_Exercise_: Please reproduce the material below word for word, from start to finish, and leave out the pictures.
[start]
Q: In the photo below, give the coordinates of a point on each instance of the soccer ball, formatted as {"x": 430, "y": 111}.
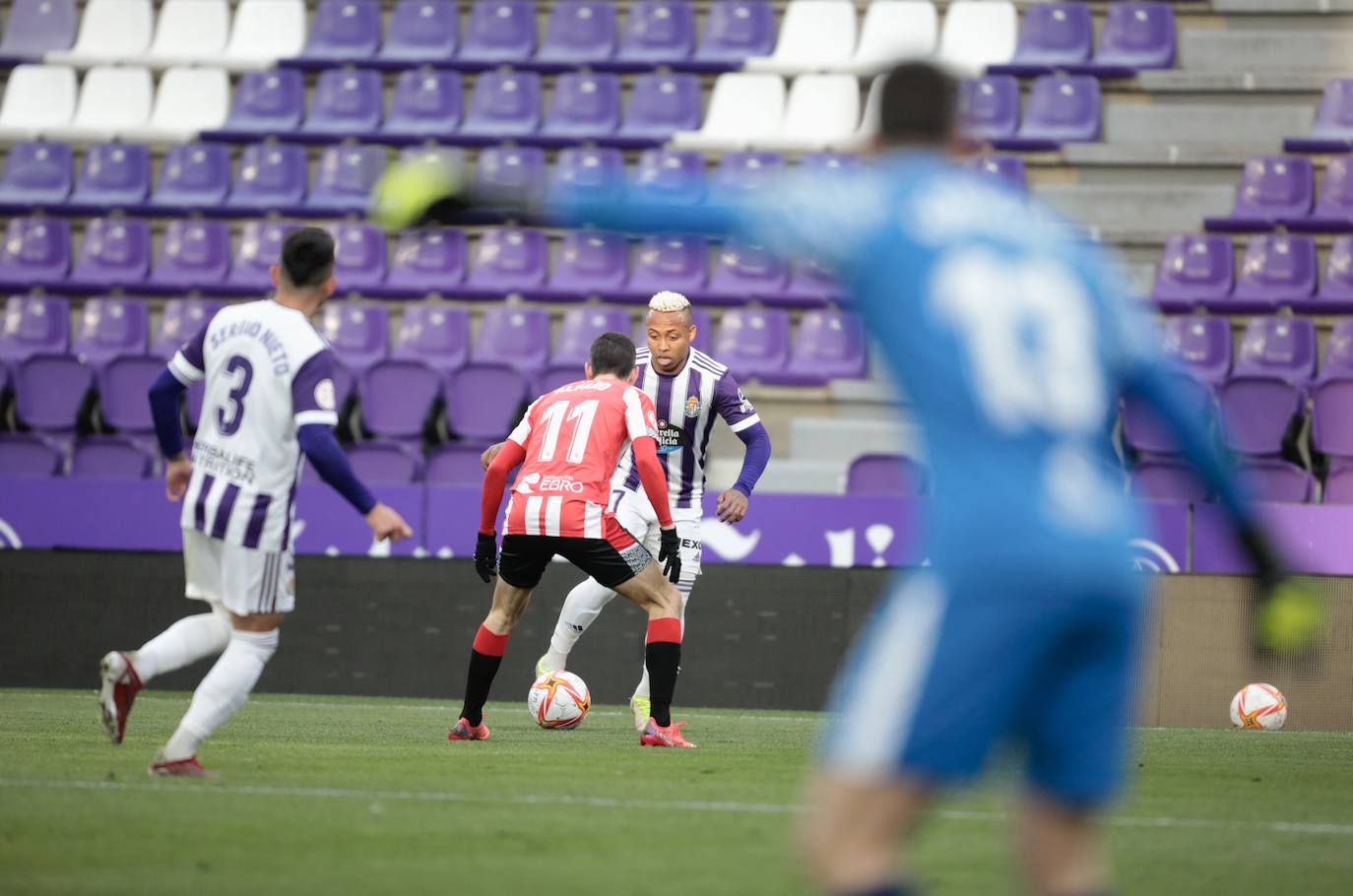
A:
{"x": 557, "y": 700}
{"x": 1258, "y": 708}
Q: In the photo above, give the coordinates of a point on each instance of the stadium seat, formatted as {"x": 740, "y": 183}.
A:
{"x": 741, "y": 108}
{"x": 111, "y": 458}
{"x": 821, "y": 111}
{"x": 421, "y": 32}
{"x": 1055, "y": 35}
{"x": 814, "y": 35}
{"x": 36, "y": 97}
{"x": 589, "y": 263}
{"x": 514, "y": 336}
{"x": 397, "y": 396}
{"x": 1194, "y": 270}
{"x": 1272, "y": 188}
{"x": 752, "y": 342}
{"x": 35, "y": 175}
{"x": 36, "y": 28}
{"x": 436, "y": 335}
{"x": 111, "y": 32}
{"x": 111, "y": 326}
{"x": 192, "y": 177}
{"x": 358, "y": 333}
{"x": 483, "y": 401}
{"x": 115, "y": 252}
{"x": 582, "y": 32}
{"x": 498, "y": 32}
{"x": 979, "y": 32}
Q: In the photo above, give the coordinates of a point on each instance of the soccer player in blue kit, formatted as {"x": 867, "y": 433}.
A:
{"x": 1013, "y": 340}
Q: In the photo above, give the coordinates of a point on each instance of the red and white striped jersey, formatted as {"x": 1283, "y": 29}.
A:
{"x": 572, "y": 437}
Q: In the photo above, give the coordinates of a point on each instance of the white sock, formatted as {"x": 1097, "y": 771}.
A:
{"x": 223, "y": 692}
{"x": 184, "y": 643}
{"x": 581, "y": 609}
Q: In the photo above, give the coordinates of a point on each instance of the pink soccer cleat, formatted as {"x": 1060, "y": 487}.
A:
{"x": 655, "y": 736}
{"x": 120, "y": 685}
{"x": 466, "y": 731}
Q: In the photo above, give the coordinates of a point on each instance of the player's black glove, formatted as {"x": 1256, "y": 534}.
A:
{"x": 670, "y": 555}
{"x": 485, "y": 555}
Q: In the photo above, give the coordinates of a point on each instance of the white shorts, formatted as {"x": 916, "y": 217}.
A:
{"x": 245, "y": 581}
{"x": 636, "y": 515}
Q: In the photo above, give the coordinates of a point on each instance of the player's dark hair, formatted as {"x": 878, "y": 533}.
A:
{"x": 919, "y": 105}
{"x": 612, "y": 353}
{"x": 307, "y": 257}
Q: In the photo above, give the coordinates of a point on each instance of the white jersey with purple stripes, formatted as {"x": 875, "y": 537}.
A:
{"x": 686, "y": 405}
{"x": 268, "y": 372}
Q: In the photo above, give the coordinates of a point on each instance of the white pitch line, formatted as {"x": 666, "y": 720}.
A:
{"x": 607, "y": 802}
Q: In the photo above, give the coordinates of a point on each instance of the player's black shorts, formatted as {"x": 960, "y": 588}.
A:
{"x": 525, "y": 556}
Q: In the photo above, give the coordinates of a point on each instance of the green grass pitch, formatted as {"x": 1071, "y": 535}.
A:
{"x": 365, "y": 796}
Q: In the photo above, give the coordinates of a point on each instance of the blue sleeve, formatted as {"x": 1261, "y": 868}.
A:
{"x": 163, "y": 409}
{"x": 318, "y": 441}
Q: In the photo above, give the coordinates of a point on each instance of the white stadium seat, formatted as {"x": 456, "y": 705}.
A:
{"x": 979, "y": 32}
{"x": 741, "y": 108}
{"x": 188, "y": 100}
{"x": 814, "y": 35}
{"x": 188, "y": 32}
{"x": 821, "y": 110}
{"x": 894, "y": 30}
{"x": 109, "y": 32}
{"x": 112, "y": 100}
{"x": 36, "y": 97}
{"x": 263, "y": 32}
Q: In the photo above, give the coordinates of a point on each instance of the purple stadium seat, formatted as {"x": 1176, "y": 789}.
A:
{"x": 271, "y": 176}
{"x": 581, "y": 328}
{"x": 49, "y": 390}
{"x": 344, "y": 179}
{"x": 1272, "y": 188}
{"x": 514, "y": 336}
{"x": 507, "y": 260}
{"x": 192, "y": 177}
{"x": 673, "y": 261}
{"x": 885, "y": 474}
{"x": 358, "y": 333}
{"x": 1277, "y": 270}
{"x": 499, "y": 32}
{"x": 36, "y": 28}
{"x": 1201, "y": 346}
{"x": 1194, "y": 270}
{"x": 29, "y": 455}
{"x": 397, "y": 396}
{"x": 111, "y": 458}
{"x": 1063, "y": 108}
{"x": 115, "y": 252}
{"x": 988, "y": 107}
{"x": 347, "y": 103}
{"x": 426, "y": 104}
{"x": 34, "y": 250}
{"x": 503, "y": 105}
{"x": 194, "y": 255}
{"x": 114, "y": 175}
{"x": 35, "y": 175}
{"x": 1135, "y": 35}
{"x": 589, "y": 263}
{"x": 579, "y": 32}
{"x": 1053, "y": 36}
{"x": 483, "y": 401}
{"x": 421, "y": 32}
{"x": 436, "y": 335}
{"x": 180, "y": 321}
{"x": 752, "y": 342}
{"x": 744, "y": 272}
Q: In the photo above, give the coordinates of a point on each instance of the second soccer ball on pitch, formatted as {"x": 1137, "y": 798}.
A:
{"x": 559, "y": 700}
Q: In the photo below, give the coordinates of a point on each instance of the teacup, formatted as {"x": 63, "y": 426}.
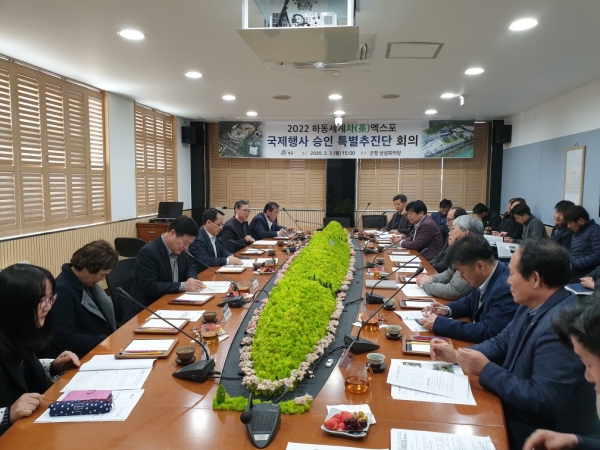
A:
{"x": 394, "y": 330}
[end]
_The answer_:
Q: In the photo below, give the coordinates of a point on each instance of the soccer ball, formatted as {"x": 430, "y": 111}.
A:
{"x": 557, "y": 700}
{"x": 1258, "y": 708}
Q: In the photo above, give the coordinates of a point on each instance of the stadium seat, formatted as {"x": 740, "y": 183}.
A:
{"x": 741, "y": 108}
{"x": 111, "y": 458}
{"x": 821, "y": 111}
{"x": 421, "y": 32}
{"x": 1055, "y": 35}
{"x": 814, "y": 35}
{"x": 36, "y": 97}
{"x": 589, "y": 263}
{"x": 514, "y": 336}
{"x": 397, "y": 396}
{"x": 1194, "y": 270}
{"x": 1272, "y": 188}
{"x": 752, "y": 342}
{"x": 35, "y": 175}
{"x": 36, "y": 28}
{"x": 436, "y": 335}
{"x": 111, "y": 32}
{"x": 111, "y": 326}
{"x": 192, "y": 177}
{"x": 358, "y": 333}
{"x": 483, "y": 401}
{"x": 115, "y": 252}
{"x": 582, "y": 32}
{"x": 498, "y": 32}
{"x": 979, "y": 32}
Q: In the photo above, give the coordinates of a point on each instance of the soccer player in blue kit, formatted as {"x": 867, "y": 433}.
A:
{"x": 1013, "y": 340}
Q: In the photo above, give the coordinates of a point on each instance of the red and white striped jersey, formatted as {"x": 1283, "y": 29}.
A:
{"x": 572, "y": 437}
Q: In the photo above, give the coordinates of a point on each instance of the white sock, formatted as {"x": 1097, "y": 771}.
A:
{"x": 223, "y": 692}
{"x": 184, "y": 643}
{"x": 581, "y": 609}
Q: In the photo above, give the coordinates of a point on each instance of the pink soccer cleat, formatted as {"x": 1060, "y": 487}.
A:
{"x": 655, "y": 736}
{"x": 120, "y": 685}
{"x": 466, "y": 731}
Q: In the photo above, give the coordinates of a point on each instance of the player's black glove, formatted as {"x": 1256, "y": 534}.
A:
{"x": 670, "y": 555}
{"x": 485, "y": 555}
Q: In the photo above, give the coordinates of a point on each instance of the white shorts, formatted as {"x": 916, "y": 217}.
A:
{"x": 245, "y": 581}
{"x": 636, "y": 515}
Q: In the photo above, give the coordinates of a point on each instance of the player's dark hair, formatted as {"x": 878, "y": 533}.
A:
{"x": 919, "y": 105}
{"x": 612, "y": 353}
{"x": 307, "y": 257}
Q: In the photo above, give the coordinates of a point on each instance of the white jersey with purple stripes, formatted as {"x": 875, "y": 537}.
A:
{"x": 686, "y": 405}
{"x": 268, "y": 372}
Q: In the photo above, give the coordinates of a point on each instance of the white pitch line, formatted as {"x": 666, "y": 720}.
A:
{"x": 607, "y": 802}
Q: In the photo above, give the coordinates of a point on each instance of the player's black shorts, formatted as {"x": 960, "y": 588}.
A:
{"x": 525, "y": 556}
Q: In the photo above, give the coordinates of a point on each instance of the green grass pitch, formatted as {"x": 1071, "y": 535}.
A:
{"x": 365, "y": 796}
Q: In the photo above, give the coordinates of a point on each instance of the blue sleeve, formatted as {"x": 1261, "y": 868}.
A:
{"x": 163, "y": 409}
{"x": 318, "y": 441}
Q: In the photo above, give the coordinates of a point on each instance of the white stadium seat, formatted as {"x": 456, "y": 705}.
A:
{"x": 979, "y": 32}
{"x": 741, "y": 108}
{"x": 188, "y": 100}
{"x": 814, "y": 35}
{"x": 188, "y": 32}
{"x": 821, "y": 110}
{"x": 894, "y": 30}
{"x": 109, "y": 32}
{"x": 112, "y": 100}
{"x": 36, "y": 97}
{"x": 263, "y": 32}
Q: In the photo above, give the coordinates of a point on each instance of the purple stadium seat, formatted as {"x": 1176, "y": 789}.
A:
{"x": 271, "y": 176}
{"x": 581, "y": 328}
{"x": 49, "y": 390}
{"x": 344, "y": 179}
{"x": 1272, "y": 188}
{"x": 514, "y": 336}
{"x": 507, "y": 260}
{"x": 192, "y": 177}
{"x": 673, "y": 261}
{"x": 885, "y": 474}
{"x": 358, "y": 333}
{"x": 1277, "y": 270}
{"x": 499, "y": 32}
{"x": 36, "y": 28}
{"x": 1201, "y": 346}
{"x": 1194, "y": 270}
{"x": 29, "y": 455}
{"x": 397, "y": 396}
{"x": 111, "y": 458}
{"x": 1063, "y": 108}
{"x": 115, "y": 252}
{"x": 988, "y": 107}
{"x": 347, "y": 103}
{"x": 426, "y": 104}
{"x": 34, "y": 250}
{"x": 503, "y": 105}
{"x": 194, "y": 255}
{"x": 114, "y": 175}
{"x": 35, "y": 175}
{"x": 1135, "y": 35}
{"x": 589, "y": 263}
{"x": 579, "y": 32}
{"x": 1053, "y": 36}
{"x": 483, "y": 401}
{"x": 421, "y": 32}
{"x": 436, "y": 335}
{"x": 180, "y": 321}
{"x": 752, "y": 342}
{"x": 744, "y": 272}
Q: In the photo above, give the coordinates of a point on each instance of the second soccer ball on pitch, formatted as {"x": 1137, "y": 798}.
A:
{"x": 559, "y": 700}
Q: In the photo below, give the coordinates of a point on each instance of the teacup, formatted as {"x": 63, "y": 426}.
A:
{"x": 394, "y": 330}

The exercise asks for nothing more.